THINGS TO DO:
1: Revise the review of the Las Vegas production of The Producers from "The result? ..." to "Hasty Pudding Club.", substituting "refrigerator" for "washer/dryer".
2: Decide whether each statement agrees with the review of the Las Vegas production of The Producers, answering yes or no and quoting the words that settle it: (a) The reviewer calls the Vegas version a profound disappointment. (b) The Vegas version runs two hours and 40 minutes. (c) Fred Applegate plays Leo Bloom.
3: Carry on the review of the Las Vegas production of The Producers from its final sentence.

DOCUMENT EXTRACT:
= = = = = = =

STAGE: Strip time for Hitler

Pocket-size Producers unlikely to cause der furor in Vegas

Steve Bornfeld

First, The Price is Right came on down to Bally's. Now, Paris Las Vegas catches game-show fever, importing that grand old classic, Beat the Clock. They just added music, subtracted prizes and renamed it The Producers.

The result? ... Don't discount the joys of a free washer/dryer.

To this fan of all its incarnations stretching back to the 1968 film, The Producers, Vegas version, is a profound disappointment that, determined to contort itself into some perceived Cliffs Notes model for Strip success (one that Mamma Mia! triumphantly defied, by the way) has become a monument not to creative compromise, but creative capitulation. If it doesn't suffer death by a thousand cuts, about a dozen dooms it just as well. It's compounded by a cast that's surprisingly slack, given their pedigree from the Broadway and London productions. And David Hasselhoff plays gay with such an enormous wink to the audience that his performance is more attuned to Harvard's Hasty Pudding Club.

The plot probably needs no introduction, but just in case: Once a hit-maker, now hitless, producer Max Bialystock (Brad Oscar) is inadvertently inspired by his milquetoast accountant, Leo Bloom (Larry Raben), to stage a guaranteed disaster called Springtime for Hitler by nutty Nazi playwright Franz Liebkind (Fred Applegate) and flee to Rio with investment capital Max wheedles from schtupping horny old ladies—who squeal "Hold me, touch me! Lick me, bite me!" and play games like "the virgin milkmaid and the well-hung stable boy." Of course, Mel Brooks' vaudevillian insanity ensues. Charged with turning this Tony-lavished titan into a greyhound, Brooks and director/choreographer Susan Stroman sliced it from its two-hour-40-minute Broadway grandeur to a built-for-speed 90 minutes, bringing it in with efficient punctuality. (If that's the ultimate priority, remember that Mussolini supposedly kept the trains running on time, too.) Now it sprints so breathlessly you'll be more inclined to time it than enjoy it.

= = = = = = =

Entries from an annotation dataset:
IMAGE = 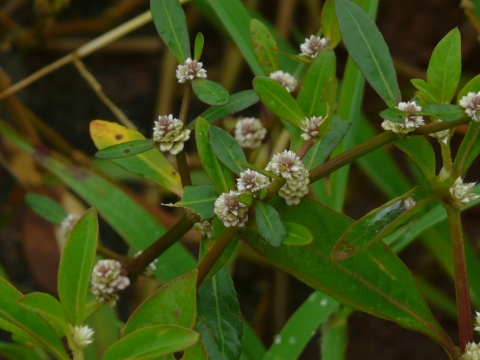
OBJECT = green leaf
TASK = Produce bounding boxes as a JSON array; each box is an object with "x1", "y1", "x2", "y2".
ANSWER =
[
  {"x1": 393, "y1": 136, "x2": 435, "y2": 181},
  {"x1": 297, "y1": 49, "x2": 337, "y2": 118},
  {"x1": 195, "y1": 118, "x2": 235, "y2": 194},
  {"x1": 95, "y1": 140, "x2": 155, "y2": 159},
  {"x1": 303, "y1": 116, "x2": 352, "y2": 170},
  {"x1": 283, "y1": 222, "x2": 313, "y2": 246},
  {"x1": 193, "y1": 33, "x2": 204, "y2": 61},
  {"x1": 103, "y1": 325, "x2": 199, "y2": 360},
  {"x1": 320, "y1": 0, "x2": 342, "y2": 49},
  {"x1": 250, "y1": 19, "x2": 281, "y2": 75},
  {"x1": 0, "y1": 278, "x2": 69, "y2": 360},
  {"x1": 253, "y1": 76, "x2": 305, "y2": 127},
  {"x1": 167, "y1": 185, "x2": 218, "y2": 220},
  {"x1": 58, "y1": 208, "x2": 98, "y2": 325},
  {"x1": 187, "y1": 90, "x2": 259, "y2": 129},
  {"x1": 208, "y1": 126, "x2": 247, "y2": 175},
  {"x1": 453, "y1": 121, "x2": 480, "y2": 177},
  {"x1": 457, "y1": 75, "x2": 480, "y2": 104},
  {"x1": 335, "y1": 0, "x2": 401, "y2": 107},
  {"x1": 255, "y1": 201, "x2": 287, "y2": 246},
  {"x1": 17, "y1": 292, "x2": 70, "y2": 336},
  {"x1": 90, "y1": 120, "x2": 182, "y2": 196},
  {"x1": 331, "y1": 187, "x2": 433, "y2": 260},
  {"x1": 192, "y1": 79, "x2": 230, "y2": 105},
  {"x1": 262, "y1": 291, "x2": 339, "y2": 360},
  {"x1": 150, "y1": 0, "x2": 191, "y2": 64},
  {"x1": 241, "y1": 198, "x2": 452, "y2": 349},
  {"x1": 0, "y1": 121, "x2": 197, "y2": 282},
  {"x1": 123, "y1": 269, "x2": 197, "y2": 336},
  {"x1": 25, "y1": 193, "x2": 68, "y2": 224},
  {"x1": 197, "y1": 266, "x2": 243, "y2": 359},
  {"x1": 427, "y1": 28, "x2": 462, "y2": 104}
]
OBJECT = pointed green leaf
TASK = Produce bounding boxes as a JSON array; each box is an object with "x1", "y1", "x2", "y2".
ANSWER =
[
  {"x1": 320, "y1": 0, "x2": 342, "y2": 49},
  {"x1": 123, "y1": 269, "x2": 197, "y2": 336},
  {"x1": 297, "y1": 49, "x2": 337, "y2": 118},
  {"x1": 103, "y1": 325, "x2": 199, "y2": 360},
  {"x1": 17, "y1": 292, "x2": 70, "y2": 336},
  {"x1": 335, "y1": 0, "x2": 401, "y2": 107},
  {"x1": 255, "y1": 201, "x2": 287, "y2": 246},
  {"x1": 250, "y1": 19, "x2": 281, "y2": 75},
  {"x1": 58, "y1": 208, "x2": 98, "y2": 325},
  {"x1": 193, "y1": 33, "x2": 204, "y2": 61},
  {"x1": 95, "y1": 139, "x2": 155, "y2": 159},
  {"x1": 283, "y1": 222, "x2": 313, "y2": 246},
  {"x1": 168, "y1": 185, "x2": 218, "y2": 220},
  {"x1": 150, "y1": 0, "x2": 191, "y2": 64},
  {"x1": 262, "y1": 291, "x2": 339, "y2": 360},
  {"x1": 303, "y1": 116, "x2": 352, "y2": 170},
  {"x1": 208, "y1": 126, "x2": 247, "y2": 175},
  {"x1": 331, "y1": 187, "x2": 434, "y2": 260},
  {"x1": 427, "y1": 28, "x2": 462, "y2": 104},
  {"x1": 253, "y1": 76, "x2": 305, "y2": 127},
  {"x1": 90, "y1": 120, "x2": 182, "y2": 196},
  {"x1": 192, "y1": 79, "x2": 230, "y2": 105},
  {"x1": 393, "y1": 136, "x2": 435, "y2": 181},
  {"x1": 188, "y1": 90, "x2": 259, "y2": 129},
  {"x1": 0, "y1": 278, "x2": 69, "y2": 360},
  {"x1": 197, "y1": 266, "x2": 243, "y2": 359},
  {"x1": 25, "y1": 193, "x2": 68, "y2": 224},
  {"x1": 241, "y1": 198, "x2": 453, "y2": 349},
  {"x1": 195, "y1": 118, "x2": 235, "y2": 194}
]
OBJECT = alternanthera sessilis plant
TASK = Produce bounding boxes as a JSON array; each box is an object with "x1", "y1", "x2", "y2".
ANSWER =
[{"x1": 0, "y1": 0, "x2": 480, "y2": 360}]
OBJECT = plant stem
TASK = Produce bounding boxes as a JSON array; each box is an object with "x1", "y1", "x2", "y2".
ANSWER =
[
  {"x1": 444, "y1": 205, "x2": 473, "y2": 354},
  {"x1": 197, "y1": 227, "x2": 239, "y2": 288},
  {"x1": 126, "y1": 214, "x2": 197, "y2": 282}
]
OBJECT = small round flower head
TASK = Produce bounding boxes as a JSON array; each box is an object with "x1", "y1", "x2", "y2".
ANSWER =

= = = = = = =

FINAL ANSWERS:
1:
The result? ... Don't discount the joys of a free refrigerator.

To this fan of all its incarnations stretching back to the 1968 film, The Producers, Vegas version, is a profound disappointment that, determined to contort itself into some perceived Cliffs Notes model for Strip success (one that Mamma Mia! triumphantly defied, by the way) has become a monument not to creative compromise, but creative capitulation. If it doesn't suffer death by a thousand cuts, about a dozen dooms it just as well. It's compounded by a cast that's surprisingly slack, given their pedigree from the Broadway and London productions. And David Hasselhoff plays gay with such an enormous wink to the audience that his performance is more attuned to Harvard's Hasty Pudding Club.

2:
(a) Yes: "is a profound disappointment"
(b) No: "to a built-for-speed 90 minutes"
(c) No: "Leo Bloom (Larry Raben)"

3:
Dialogue and scene trims brusquely advance plot at the expense of character, and the musical cuts are curious. "The King of Broadway" that introduces Max in Act I—deleted without consequence from the 2005 movie by going directly to Max and Leo's loopy office meeting that nicely establishes both characters—is reinstated. But the adorable and affectionate "That Face," a flirty song-and-dance courtship between Leo and hot-blond secretary Ulla (Leigh Zimmerman), is axed, destroying the foundation for their sweet romance that now seems dropped in from another play. "In Old Bavaria," a disposable Franz number also struck from the movie, remains, while "Der Guten Tag Hop Clop"—a hilariously physical showcase of Franz's comic dementia, with Max and Leo singing and dancing along—disappears. And late-play showstopper "Betrayed," a tour de force in which imprisoned, embittered Max delivers a machine-gun recap of the plot, is sacrificed, perhaps because with all the cuts, not everything that happens in The Producers happens in this Producers. The remaining highlights—Leo's fantasy "I Wanna Be a Producer," the campy "Keep it Gay," poignant "'Til Him" and lavishly loony "Springtime for Hitler"—still have legs in an otherwise amputated score.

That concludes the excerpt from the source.